▶ _Testo del documento_

━━━━━━━━━━━━━━━━━━━━━━━━━━━━━━

Impiegati degli Enti locali

Chi svolge un'attività stabile alle dipendenze di una Regione, di una Provincia, di un Comune. Per gli impiegati della Regione esiste la disposizione che, nella formazione degli uffici regionali, siano tratti dal personale dello Stato e degli Enti locali. Gli impiegati delle Province e dei Comuni sono disciplinati da un proprio regolamento, che contempla in particolare la possibilità di rescissione del rapporto d'impiego per soppressione del posto o riduzione dell'organico. Essi possono essere dispensati per: inabilità fisica, incapacità professionale e scarso rendimento. Il loro collocamento a riposo avviene di norma a 60 anni. Una posizione particolare compete ai segretari comunali e provinciali: essi sono impiegati e funzionari dello Stato a tutti gli effetti e dipendono dal Ministero dell'Interno. Dipendono invece dal Comune i sanitari condotti (medici e ostetriche); gli ufficiali sanitari a loro volta dipendono dallo Stato. Per quanto concerne lo Statuto dei Lavoratori, esso non viene applicato agli impiegati pubblici essendo la materia già diversamente regolata da norme speciali. Per la riorganizzazione della Pubblica Amministrazione, ormai inadeguata alle moderne esigenze, è stato istituito il Dipartimento per la Funzione Pubblica.

━━━━━━━━━━━━━━━━━━━━━━━━━━━━━━

▶ _Righe del dataset_
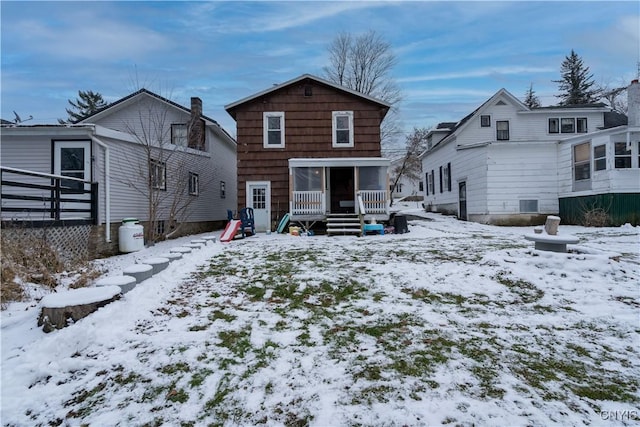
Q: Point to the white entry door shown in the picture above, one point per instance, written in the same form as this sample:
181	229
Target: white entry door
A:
73	159
259	198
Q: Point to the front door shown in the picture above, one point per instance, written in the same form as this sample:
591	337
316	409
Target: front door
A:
73	159
341	190
259	198
462	196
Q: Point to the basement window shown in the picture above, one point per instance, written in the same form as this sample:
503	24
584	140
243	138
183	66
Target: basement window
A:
528	206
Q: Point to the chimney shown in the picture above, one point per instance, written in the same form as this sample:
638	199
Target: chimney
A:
196	125
633	104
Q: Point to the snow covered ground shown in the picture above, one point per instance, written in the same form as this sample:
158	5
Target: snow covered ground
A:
453	323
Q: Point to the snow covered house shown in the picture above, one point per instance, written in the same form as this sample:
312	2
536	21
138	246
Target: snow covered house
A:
506	163
143	157
309	147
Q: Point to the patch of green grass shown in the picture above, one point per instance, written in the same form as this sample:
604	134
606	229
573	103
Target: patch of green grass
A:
174	368
221	315
198	377
238	342
526	291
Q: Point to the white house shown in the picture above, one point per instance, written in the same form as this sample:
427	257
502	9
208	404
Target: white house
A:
506	163
141	140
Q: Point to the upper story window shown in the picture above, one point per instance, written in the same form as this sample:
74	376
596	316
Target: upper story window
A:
600	157
622	157
502	130
194	184
342	128
179	134
568	125
158	174
273	125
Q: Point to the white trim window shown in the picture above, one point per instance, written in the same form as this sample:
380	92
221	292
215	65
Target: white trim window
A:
273	129
502	130
158	174
622	155
582	162
600	157
194	184
342	128
179	134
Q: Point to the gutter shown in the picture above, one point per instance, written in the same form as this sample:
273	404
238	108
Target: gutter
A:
107	188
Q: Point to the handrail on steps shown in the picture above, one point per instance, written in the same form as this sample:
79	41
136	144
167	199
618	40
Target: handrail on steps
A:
361	213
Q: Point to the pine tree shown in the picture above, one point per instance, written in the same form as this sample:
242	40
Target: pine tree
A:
531	100
576	86
88	102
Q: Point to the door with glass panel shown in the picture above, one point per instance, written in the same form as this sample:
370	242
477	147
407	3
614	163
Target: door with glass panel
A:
73	159
259	198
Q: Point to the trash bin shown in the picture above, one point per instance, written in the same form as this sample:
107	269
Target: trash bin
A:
130	235
400	224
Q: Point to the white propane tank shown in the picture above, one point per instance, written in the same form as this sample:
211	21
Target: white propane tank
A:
131	235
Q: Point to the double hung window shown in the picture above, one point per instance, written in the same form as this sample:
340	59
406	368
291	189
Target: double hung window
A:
342	128
273	129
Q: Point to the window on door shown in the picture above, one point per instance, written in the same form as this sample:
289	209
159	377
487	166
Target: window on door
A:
259	198
502	130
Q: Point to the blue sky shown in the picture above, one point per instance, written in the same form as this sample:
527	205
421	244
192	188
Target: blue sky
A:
451	56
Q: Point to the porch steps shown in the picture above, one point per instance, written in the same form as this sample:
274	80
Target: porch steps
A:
343	224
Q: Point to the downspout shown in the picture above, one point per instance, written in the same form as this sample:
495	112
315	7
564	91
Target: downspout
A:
107	189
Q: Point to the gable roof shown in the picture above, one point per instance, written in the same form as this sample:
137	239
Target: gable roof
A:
231	107
131	98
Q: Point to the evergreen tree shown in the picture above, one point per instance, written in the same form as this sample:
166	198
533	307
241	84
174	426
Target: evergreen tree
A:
576	85
88	102
531	100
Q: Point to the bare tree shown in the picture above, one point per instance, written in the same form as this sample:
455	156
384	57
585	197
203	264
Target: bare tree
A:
410	167
364	63
531	100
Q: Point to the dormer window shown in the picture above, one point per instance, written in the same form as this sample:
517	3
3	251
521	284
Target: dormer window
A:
342	129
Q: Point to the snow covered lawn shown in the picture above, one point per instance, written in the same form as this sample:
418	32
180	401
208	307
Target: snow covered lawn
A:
453	323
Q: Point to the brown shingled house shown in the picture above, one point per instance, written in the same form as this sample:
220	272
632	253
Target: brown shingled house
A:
310	147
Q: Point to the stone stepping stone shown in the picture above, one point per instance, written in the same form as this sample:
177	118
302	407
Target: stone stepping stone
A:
157	263
126	283
181	250
140	271
172	256
64	308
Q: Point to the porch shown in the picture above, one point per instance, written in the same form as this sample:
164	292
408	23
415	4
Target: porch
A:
322	187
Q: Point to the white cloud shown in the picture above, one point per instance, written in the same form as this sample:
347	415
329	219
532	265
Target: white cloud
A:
483	72
81	36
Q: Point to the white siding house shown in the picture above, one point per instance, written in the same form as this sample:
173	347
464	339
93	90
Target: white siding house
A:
189	158
506	163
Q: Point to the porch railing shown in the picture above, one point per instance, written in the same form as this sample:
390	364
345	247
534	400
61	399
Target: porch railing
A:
374	201
28	195
308	203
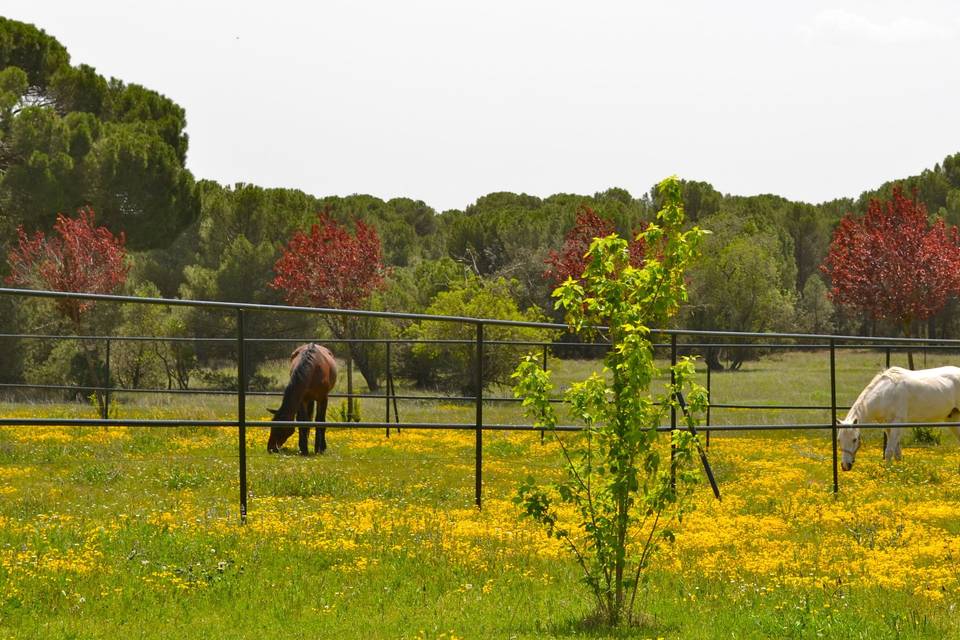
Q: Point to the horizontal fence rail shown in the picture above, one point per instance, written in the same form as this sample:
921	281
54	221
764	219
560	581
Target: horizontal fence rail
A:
684	341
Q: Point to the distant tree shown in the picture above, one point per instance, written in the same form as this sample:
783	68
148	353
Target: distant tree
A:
81	258
70	138
571	260
743	281
330	267
892	263
454	366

━━━━━━━━━━━━━━━━━━━━━━━━━━━━━━

▶ _Consegna_
Indica se ciascuna delle seguenti affermazioni concorda con il testo sugli impiegati degli Enti locali, rispondendo sì o no e citando alla lettera le parole del testo che lo decidono. 1. I segretari comunali e provinciali dipendono dal Ministero dell'Interno. 2. Gli ufficiali sanitari dipendono dal Comune. 3. Lo Statuto dei Lavoratori si applica agli impiegati pubblici.

▶ _La tua soluzione_
1. Sì: «essi sono impiegati e funzionari dello Stato a tutti gli effetti e dipendono dal Ministero dell'Interno».
2. No: «gli ufficiali sanitari a loro volta dipendono dallo Stato».
3. No: «esso non viene applicato agli impiegati pubblici».